The INTPs I know will argue endlessly about definitions or minutiae. I've gotten into hour long arguments with INTPs about mathematics only to find out, when we've hashed it all out, that we were both simultaneously right and wrong because we were arguing from slightly different definitions. We both walk away satisfied, but we just wasted an hour on a topic that could have been resolved with 5 mins on google.


I can always tell INTJs vs INTPs from slide talks. The INTPs put -everything- on them as if they're afraid of leaving out any details, and their presentations are more ramshackle and...absent minded....if you've ever seen a slide-show where the movie doesn't load, or the graphics are screwed up...or something doesn't work...that's an NTP....lol

INTJs slides are usually fairly concise and have a good flow, but they sometimes forget that no one else in the audience knows what the hell they're talking about in detail. It's almost as if they're making the slides for themselves. They often can't seem to dial back the their particular knowledge to communicate more broadly. Their slides are often filled with specialist jargon that really only makes sense to them. 

For instance, my brother, an INTJ, will explain how he installed windows 7.1 service pack 3 on his Asus XYZ300 (or whatever)...to my non-computer savvy parents.


----------



## Hoff (Apr 29, 2013)

azdahak said:


> For instance, my brother, an INTJ, will explain how he installed windows 7.1 service pack 3 on his Asus XYZ300 (or whatever)...to my non-computer savvy parents.


Woah man I think you mean Windows 8.1 or maybe Windows XP because only XP has a service pack 3 while win7 is only to sp1. I know because I've had a hellova time installing several different windows operating systems and even a couple linux distros on my computers and my friend's hp pavilion dv5118tx laptop.

You see, that laptop is tricky because it's processor doesn't support 64 bit operating systems and the hard drive connects through a SATA cable and my winXP install disc doesn't come with sata drivers and my win7 install disc only has the 64 bit version and he really didnt want vista on it so i installed ubuntu on it which worked pretty well for the most part but it couldn't detect the laptop's internal wifi adapter so I wound up lending him my usb one. In the mean time i downloaded a version of winxp with sata drivers and it seemed to work okay on my stuff but for some reason it would always blue screen when i tried to install it on his hard drive so I went and got the 32 bit version of windows 7 and got it successfully installed so now the laptop's internal wifi is functional again and I can plug my usb wireless adapter into my newly tossed together second computer (a whole other story in itself) and together with my main computer and my friend's laptop we can now have 3-way LAN battles in starcraft and warcraft 3 and aoe2 and whatnot which is really nice because online gaming is very difficult with my satellite internet connection because the ping is always over 600ms not to mention the data limit which I always go over and get slowed down to the point that a dial up connection starts looking enviable except for the freed up bandwidth I get from midnight to 7am so half the time I'm stuck on a night schedule that revolves around the time that my internet becomes _relatively_ fast until my data limit resets.

▶ **Stored dataset items**
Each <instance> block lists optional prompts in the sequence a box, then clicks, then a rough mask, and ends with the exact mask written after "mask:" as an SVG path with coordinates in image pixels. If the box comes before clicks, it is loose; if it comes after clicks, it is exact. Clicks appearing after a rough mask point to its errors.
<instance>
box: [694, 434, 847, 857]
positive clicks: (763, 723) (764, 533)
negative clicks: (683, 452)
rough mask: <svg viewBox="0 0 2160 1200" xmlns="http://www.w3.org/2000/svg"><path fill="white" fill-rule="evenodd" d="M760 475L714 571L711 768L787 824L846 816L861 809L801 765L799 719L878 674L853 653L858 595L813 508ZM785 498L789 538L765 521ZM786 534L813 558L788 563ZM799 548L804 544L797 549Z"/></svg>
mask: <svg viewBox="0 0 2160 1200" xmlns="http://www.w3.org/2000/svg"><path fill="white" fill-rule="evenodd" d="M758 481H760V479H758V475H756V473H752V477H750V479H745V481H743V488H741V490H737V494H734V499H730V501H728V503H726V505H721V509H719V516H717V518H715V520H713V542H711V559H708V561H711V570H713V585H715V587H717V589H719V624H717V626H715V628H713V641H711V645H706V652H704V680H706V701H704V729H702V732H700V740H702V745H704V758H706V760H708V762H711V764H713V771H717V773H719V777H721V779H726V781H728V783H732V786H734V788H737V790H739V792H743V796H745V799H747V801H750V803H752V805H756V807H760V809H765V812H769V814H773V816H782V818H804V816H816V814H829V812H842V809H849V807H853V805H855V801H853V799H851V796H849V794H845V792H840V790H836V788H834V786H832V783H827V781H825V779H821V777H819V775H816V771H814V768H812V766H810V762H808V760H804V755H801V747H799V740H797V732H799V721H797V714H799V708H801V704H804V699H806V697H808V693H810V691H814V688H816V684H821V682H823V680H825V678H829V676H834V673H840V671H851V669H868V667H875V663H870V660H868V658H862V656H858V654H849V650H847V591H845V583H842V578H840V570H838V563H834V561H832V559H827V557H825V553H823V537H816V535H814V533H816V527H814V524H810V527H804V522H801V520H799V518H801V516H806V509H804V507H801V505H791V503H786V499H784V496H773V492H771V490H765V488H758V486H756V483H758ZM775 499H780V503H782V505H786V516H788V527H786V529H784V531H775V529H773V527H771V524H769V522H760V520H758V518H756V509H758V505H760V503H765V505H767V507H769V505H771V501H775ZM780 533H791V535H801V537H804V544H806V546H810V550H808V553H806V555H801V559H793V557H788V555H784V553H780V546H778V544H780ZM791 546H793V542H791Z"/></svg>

▶ **WHAT TO DO**
[a] Condense the paragraph of the forum thread that begins "INTJs slides are usually fairly concise" into a short bulleted list that keeps its main points.
[b] Pick up the forum thread after its last sentence and continue writing it.
The listing was taken from a separate source, not from the forum thread.

▶ **RESPONSES FOR EACH TASK**
[a]
- INTJ slides are usually concise and have a good flow.
- INTJs often forget that the audience doesn't know their subject in detail, almost as if they made the slides for themselves.
- They often can't scale back their particular knowledge to communicate more broadly.
- Their slides are often full of specialist jargon that really only makes sense to them.

[b]
true story


----------



## CorrosiveThoughts (Dec 2, 2013)

Hoff said:


> Woah man I think you mean Windows 8.1 or maybe Windows XP because only XP has a service pack 3 while win7 is only to sp1. I know because I've had a hellova time installing several different windows operating systems and even a couple linux distros on my computers and my friend's hp pavilion dv5118tx laptop.
> 
> You see, that laptop is tricky because it's processor doesn't support 64 bit operating systems and the hard drive connects through a SATA cable and my winXP install disc doesn't come with sata drivers and my win7 install disc only has the 64 bit version and he really didnt want vista on it so i installed ubuntu on it which worked pretty well for the most part but it couldn't detect the laptop's internal wifi adapter so I wound up lending him my usb one. In the mean time i downloaded a version of winxp with sata drivers and it seemed to work okay on my stuff but for some reason it would always blue screen when i tried to install it on his hard drive so I went and got the 32 bit version of windows 7 and got it successfully installed so now the laptop's internal wifi is functional again and I can plug my usb wireless adapter into my newly tossed together second computer (a whole other story in itself) and together with my main computer and my friend's laptop we can now have 3-way LAN battles in starcraft and warcraft 3 and aoe2 and whatnot which is really nice because online gaming is very difficult with my satellite internet connection because the ping is always over 600ms not to mention the data limit which I always go over and get slowed down to the point that a dial up connection starts looking enviable except for the freed up bandwidth I get from midnight to 7am so half the time I'm stuck on a night schedule that revolves around the time that my internet becomes _relatively_ fast until my data limit resets.
> 
> ...


Nice work, but you're going about it the wrong way.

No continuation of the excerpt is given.